Задача ▸
Допишите следующую часть текста об И. А. Кривошеине, начав сразу после его последнего предложения.

Исходный текст ▸
Нина и Игорь Кривошеины с сыном
И. А. Кривошеин сотрудничал с разведывательной сетью ФАНА, созданной французскими коммунистами. Под именем Фернан этот русский патриот участвовал во многих разведывательных операциях, направленных против штаба вермахта во Франции, добываемая им богатая информация передавалась в Лондон. В ряды организации он привлек еще нескольких эмигрантов. Самым большим успехом Фернана явилась вербовка Вильгельма Бланке – немецкого антифашиста, служившего в экономическом отделе штаба германского военного командования во Франции. Через него удалось получить немало важнейших секретных сведений политического и военного характера. В июне 1944 года Фернан будет выслежен и арестован, а затем отправлен в лагерь смерти Бухенвальд. И выживет! (Игорь Александрович неоднократно рассказывал впоследствии, что был обязан своим чудесным спасением молитве, услышанной Небом.)
После войны И. А. Кривошеин будет избран председателем Содружества русских добровольцев, партизан и участников Сопротивления во Франции. В 1948 году вернется в СССР… Но все это пока что в будущем.
Когда Игоря Александровича освободили из Компьеньского лагеря в начале сентября 1941 года, товарищи по заключению попросили его организовать помощь их семьям. С этого времени началось знакомство и сотрудничество Игоря Кривошеина с матерью Марией, продлившееся полтора года. Вот как он сам рассказывал об этом:
...

Показанные данные ▸
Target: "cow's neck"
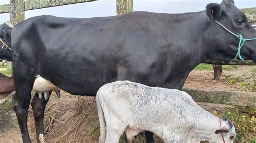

Ответ ▸
В воскресенье 22 июня 1941 года, в день нападения Германии на Советский Союз, оккупационные власти арестовали около тысячи русских, проживавших во Франции, и заключили их в лагерь близ г. Компьень, в ста километрах от Парижа. В числе арестованных в то утро был и я. Когда через пять недель я был выпущен из лагеря, мои товарищи, еще остававшиеся в заключении, поручили мне организовать отправку продовольственных посылок наиболее нуждающимся из них, а также помочь семьям, лишившимся кормильцев. С просьбой помочь мне в этом начинании я обратился к матери Марии. Меня ласково приняла высокая, статная монахиня с очень русским лицом. Веселые насмешливые глаза и очки в простой железной оправе. Она сразу согласилась, хотя отлично понимала весь связанный с этим риск. Под руководством матери Марии работа по оказанию помощи жертвам фашизма закипела и вскоре далеко вышла за первоначально намеченные пределы.
Соратницу своего мужа с искренней теплотой вспоминала и жена И. А. Кривошеина:
...
…лицо немолодой женщины, несколько полное, но прекрасный овал, и сияющие сквозь дешевенькие металлические очки незабываемые глаза…
И. А. Кривошеин подчеркивал:
...
Полтора года тесного сотрудничества с матерью Марией останутся навсегда одним из самых ярких впечатлений этого трагического и насыщенного событиями периода. Ее друзья верно говорили о ней впоследствии, что в ее жизни и судьбе как бы определялась судьба целой эпохи и что в ее личности были черты, которые так пленяют в русских святых женщинах: обращенность к миру, жажда облегчить страдания людей, жертвенность, бесстрашие.
Однажды кто-то из русских эмигрантов обмолвился:
– Нельзя унести с собой родину.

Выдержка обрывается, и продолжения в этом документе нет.